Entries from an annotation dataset
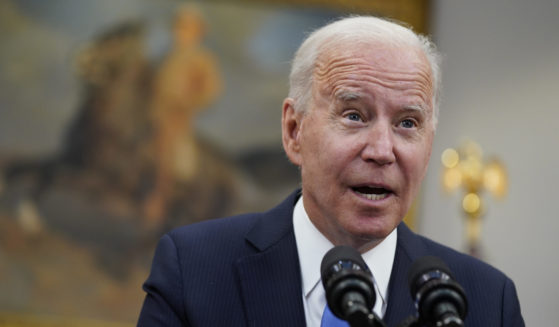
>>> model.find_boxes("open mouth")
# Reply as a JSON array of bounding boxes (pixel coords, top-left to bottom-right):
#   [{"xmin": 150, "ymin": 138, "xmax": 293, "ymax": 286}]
[{"xmin": 352, "ymin": 186, "xmax": 393, "ymax": 200}]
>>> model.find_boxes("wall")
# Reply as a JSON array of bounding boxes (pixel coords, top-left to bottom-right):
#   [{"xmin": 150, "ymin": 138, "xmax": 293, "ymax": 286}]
[{"xmin": 419, "ymin": 0, "xmax": 559, "ymax": 326}]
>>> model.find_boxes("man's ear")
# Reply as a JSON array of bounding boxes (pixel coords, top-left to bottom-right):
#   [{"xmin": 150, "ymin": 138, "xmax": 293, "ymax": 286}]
[{"xmin": 281, "ymin": 98, "xmax": 303, "ymax": 166}]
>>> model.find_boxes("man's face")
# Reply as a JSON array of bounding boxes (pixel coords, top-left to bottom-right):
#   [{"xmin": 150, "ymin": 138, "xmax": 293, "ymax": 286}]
[{"xmin": 282, "ymin": 44, "xmax": 434, "ymax": 250}]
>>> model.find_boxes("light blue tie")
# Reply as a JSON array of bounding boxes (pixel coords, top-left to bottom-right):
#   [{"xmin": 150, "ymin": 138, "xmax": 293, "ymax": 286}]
[{"xmin": 320, "ymin": 305, "xmax": 349, "ymax": 327}]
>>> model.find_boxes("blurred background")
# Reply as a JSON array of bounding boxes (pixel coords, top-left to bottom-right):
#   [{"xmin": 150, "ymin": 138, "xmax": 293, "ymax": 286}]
[{"xmin": 0, "ymin": 0, "xmax": 559, "ymax": 326}]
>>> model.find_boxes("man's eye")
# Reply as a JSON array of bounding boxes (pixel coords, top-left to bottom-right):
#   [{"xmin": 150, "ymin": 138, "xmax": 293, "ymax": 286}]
[
  {"xmin": 400, "ymin": 119, "xmax": 416, "ymax": 128},
  {"xmin": 346, "ymin": 113, "xmax": 362, "ymax": 121}
]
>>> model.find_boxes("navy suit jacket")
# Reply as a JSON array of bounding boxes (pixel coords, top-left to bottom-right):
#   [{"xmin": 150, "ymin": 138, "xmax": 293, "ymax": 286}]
[{"xmin": 138, "ymin": 192, "xmax": 524, "ymax": 327}]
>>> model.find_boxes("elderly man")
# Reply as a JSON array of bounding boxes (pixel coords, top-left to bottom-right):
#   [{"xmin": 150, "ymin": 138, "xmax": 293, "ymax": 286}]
[{"xmin": 138, "ymin": 17, "xmax": 524, "ymax": 327}]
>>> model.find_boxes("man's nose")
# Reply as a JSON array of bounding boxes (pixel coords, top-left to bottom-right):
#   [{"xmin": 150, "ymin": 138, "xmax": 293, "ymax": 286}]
[{"xmin": 361, "ymin": 122, "xmax": 396, "ymax": 166}]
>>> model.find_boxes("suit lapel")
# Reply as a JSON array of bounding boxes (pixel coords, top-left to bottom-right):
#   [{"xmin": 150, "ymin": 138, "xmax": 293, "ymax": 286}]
[
  {"xmin": 384, "ymin": 223, "xmax": 427, "ymax": 326},
  {"xmin": 235, "ymin": 192, "xmax": 305, "ymax": 326}
]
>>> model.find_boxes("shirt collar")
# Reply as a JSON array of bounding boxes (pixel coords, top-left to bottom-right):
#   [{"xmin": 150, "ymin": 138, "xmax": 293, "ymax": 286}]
[{"xmin": 293, "ymin": 196, "xmax": 397, "ymax": 302}]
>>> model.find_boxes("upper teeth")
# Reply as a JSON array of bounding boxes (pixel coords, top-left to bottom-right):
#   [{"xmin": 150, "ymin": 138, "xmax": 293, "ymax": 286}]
[{"xmin": 355, "ymin": 191, "xmax": 388, "ymax": 200}]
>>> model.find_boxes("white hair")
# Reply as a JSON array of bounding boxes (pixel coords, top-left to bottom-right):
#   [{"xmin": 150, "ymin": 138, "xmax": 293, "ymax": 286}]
[{"xmin": 289, "ymin": 16, "xmax": 441, "ymax": 126}]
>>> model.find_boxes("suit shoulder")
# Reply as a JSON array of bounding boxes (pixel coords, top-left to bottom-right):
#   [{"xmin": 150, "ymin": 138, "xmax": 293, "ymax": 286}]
[{"xmin": 418, "ymin": 235, "xmax": 508, "ymax": 282}]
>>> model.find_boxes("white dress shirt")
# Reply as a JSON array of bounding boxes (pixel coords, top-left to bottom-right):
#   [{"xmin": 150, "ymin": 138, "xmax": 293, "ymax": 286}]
[{"xmin": 293, "ymin": 196, "xmax": 397, "ymax": 327}]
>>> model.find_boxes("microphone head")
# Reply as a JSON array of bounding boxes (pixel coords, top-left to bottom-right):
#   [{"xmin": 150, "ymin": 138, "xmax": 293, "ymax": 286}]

## Requirement
How many lines in the entries above contain the string "white"? Reply with the number alone.

## Task solution
2